# SUPPLIED INFORMATION
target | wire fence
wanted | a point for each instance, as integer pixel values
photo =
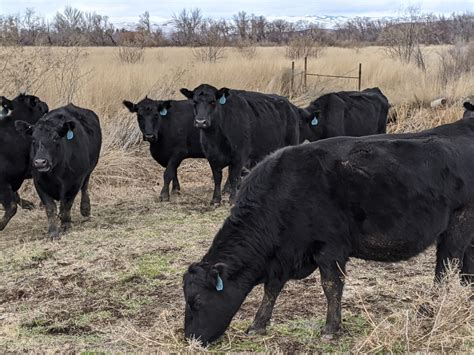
(305, 74)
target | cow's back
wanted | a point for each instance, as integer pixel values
(14, 155)
(395, 192)
(273, 123)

# AIM OF THE EXERCISE
Transcribe the whole listing exactly but exclude images.

# RESULT
target | wire fence
wanted | a point for each instance, as integer pixel values
photo =
(305, 74)
target | cow's back
wanted | a point for each instance, as integer pixel values
(14, 155)
(395, 192)
(273, 123)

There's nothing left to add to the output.